* start RECORDS SHOWN *
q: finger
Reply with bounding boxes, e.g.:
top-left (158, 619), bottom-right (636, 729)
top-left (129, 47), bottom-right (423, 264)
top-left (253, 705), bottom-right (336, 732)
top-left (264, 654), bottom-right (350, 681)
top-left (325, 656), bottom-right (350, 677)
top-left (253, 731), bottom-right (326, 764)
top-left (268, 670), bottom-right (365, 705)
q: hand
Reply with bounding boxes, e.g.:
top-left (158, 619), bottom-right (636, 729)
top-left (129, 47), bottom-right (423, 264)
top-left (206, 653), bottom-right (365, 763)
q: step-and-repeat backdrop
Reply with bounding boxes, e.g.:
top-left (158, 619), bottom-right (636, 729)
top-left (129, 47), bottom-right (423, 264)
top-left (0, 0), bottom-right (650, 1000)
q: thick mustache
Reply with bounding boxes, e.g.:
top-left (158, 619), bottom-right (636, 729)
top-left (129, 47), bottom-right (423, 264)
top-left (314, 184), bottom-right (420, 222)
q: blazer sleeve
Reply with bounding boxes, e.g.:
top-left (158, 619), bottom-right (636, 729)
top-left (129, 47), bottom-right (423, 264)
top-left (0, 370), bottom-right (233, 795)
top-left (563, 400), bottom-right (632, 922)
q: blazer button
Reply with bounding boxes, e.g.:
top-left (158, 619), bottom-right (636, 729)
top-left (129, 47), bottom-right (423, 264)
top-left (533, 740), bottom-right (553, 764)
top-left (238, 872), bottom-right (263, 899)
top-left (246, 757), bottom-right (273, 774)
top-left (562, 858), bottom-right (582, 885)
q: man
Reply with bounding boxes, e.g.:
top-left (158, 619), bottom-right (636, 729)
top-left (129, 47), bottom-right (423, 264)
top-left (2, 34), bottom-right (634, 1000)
* end RECORDS SHOWN *
* start RECORDS SHOWN *
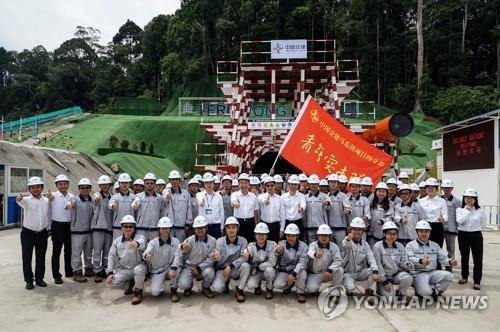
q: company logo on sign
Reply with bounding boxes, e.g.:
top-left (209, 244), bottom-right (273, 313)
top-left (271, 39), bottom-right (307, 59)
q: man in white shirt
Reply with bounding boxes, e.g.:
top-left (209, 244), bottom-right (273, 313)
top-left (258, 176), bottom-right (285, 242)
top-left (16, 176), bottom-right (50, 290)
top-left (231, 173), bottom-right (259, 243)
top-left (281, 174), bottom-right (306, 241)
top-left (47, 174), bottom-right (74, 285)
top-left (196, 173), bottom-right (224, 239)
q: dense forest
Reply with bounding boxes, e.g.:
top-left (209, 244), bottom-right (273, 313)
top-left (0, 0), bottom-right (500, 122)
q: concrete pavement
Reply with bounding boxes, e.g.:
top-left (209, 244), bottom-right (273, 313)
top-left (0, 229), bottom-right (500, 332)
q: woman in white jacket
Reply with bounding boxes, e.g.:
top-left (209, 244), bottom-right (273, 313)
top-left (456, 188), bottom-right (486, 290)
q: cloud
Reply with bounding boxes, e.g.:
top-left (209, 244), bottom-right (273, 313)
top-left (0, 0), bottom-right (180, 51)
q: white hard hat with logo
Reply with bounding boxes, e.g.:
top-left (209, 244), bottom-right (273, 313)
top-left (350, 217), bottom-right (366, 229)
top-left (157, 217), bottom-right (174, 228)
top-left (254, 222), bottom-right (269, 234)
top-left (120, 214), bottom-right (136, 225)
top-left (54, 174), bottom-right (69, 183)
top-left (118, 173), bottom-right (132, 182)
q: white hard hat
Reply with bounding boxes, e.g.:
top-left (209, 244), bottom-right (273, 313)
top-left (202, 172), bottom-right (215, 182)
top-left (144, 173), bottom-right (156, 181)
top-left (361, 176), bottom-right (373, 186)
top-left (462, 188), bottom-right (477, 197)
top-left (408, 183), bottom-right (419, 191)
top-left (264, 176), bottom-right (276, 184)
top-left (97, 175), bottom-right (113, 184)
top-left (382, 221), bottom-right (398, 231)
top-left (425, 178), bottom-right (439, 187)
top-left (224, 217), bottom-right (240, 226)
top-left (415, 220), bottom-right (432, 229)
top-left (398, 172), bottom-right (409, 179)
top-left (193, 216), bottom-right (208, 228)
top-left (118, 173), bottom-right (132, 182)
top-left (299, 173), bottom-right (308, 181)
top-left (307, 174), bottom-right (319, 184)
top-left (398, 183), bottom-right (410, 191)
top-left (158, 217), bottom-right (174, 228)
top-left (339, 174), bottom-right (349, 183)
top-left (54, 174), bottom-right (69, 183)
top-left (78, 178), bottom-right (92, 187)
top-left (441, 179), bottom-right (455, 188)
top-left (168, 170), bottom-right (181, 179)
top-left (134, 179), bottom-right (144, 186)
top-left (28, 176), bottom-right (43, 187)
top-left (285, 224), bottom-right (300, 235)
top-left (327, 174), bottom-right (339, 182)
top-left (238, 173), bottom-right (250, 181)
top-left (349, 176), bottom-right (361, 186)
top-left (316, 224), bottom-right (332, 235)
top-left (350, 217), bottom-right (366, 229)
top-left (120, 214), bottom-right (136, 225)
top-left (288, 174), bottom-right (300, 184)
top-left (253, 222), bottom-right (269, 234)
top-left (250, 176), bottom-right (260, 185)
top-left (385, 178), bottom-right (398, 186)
* end RECORDS SHOWN *
* start RECORDS SHOWN *
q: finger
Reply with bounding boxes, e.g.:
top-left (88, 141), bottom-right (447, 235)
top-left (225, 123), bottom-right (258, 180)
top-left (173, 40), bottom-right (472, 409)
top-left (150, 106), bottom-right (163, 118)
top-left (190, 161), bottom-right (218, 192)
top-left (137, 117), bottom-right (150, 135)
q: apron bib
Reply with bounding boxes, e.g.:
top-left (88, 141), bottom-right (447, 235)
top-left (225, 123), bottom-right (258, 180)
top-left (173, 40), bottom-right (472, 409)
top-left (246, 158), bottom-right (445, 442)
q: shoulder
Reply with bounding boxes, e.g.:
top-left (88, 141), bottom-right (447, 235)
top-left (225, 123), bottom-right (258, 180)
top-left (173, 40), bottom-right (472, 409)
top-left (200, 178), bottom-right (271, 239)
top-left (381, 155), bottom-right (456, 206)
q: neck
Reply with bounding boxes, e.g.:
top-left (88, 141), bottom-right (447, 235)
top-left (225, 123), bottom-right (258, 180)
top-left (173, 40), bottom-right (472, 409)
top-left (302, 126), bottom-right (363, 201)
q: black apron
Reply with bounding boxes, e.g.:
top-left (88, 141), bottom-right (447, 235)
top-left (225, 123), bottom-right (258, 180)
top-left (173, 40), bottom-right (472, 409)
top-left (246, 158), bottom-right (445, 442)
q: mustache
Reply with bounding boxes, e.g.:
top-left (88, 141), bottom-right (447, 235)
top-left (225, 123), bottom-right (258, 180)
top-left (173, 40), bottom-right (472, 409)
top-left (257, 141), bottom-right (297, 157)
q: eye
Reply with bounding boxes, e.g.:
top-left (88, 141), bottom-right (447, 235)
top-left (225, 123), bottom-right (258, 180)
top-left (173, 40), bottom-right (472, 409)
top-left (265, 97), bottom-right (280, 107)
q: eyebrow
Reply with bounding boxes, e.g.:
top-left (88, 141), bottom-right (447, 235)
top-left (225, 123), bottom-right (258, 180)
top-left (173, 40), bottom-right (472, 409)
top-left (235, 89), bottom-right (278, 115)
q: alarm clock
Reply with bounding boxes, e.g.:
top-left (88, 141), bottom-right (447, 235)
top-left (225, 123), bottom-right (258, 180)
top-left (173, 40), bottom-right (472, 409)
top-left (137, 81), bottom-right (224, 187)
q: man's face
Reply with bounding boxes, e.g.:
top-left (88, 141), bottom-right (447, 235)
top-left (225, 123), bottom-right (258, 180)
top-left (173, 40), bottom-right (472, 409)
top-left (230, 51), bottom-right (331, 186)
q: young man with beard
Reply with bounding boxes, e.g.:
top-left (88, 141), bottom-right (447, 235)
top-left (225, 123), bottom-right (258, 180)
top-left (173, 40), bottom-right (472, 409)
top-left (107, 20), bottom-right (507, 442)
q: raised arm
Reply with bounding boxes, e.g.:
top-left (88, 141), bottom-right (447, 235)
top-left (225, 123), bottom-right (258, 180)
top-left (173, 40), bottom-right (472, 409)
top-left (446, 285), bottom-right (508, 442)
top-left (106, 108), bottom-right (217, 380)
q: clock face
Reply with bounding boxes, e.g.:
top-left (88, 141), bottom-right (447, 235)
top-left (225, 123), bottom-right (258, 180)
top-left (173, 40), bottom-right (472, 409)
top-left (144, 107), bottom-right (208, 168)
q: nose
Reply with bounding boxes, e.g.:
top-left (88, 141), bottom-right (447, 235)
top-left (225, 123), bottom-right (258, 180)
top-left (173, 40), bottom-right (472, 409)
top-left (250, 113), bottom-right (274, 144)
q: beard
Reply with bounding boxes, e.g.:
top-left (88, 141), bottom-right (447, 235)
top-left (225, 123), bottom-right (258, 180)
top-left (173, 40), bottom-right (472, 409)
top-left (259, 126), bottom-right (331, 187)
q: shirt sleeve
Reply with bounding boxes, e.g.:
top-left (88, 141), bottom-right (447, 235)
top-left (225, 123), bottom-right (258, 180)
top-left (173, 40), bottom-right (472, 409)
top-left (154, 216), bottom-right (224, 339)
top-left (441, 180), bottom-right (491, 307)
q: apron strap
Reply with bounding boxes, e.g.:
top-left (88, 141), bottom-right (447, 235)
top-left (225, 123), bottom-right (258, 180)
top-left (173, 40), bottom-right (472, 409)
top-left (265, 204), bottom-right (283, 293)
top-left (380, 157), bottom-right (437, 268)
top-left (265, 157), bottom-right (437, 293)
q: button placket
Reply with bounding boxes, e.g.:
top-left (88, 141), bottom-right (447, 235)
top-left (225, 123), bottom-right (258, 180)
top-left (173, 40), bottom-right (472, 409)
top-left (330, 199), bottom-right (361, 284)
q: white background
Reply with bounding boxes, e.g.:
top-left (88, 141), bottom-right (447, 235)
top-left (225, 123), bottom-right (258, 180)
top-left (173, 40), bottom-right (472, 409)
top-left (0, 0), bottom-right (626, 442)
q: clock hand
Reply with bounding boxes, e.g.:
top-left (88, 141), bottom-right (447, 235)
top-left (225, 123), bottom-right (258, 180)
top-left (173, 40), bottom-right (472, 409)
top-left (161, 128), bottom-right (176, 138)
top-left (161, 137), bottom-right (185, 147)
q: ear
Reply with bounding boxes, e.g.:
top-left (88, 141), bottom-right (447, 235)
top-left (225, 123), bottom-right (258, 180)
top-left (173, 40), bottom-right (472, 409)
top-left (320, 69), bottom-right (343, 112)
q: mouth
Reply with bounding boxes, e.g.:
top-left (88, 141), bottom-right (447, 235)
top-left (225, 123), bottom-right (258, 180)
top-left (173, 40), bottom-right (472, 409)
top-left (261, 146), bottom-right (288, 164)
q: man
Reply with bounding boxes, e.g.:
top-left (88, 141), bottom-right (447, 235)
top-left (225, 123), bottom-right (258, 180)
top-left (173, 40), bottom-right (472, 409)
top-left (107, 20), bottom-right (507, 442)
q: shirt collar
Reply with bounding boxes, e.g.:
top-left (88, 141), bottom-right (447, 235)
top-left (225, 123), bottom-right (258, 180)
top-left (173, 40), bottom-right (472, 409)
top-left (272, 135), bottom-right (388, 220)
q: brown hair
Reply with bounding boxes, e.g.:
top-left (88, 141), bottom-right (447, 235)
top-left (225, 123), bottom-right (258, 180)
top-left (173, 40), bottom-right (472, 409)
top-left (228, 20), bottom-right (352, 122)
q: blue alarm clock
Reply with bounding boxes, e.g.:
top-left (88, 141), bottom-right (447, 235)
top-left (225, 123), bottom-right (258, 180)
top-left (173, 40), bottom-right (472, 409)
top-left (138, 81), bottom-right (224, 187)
* end RECORDS SHOWN *
**AIM**
Reproduce only the part of the records that opens with the line containing "q: thick mustache" and closes with the line containing "top-left (314, 184), bottom-right (420, 222)", both lines included and the request lines kept. Shift every coordinate in the answer boxes by -58, and leave the request and its sample boxes unchanged.

**RESULT OF THE TASK**
q: thick mustache
Reply with bounding boxes, e.g.:
top-left (158, 619), bottom-right (636, 729)
top-left (129, 47), bottom-right (423, 264)
top-left (256, 126), bottom-right (362, 164)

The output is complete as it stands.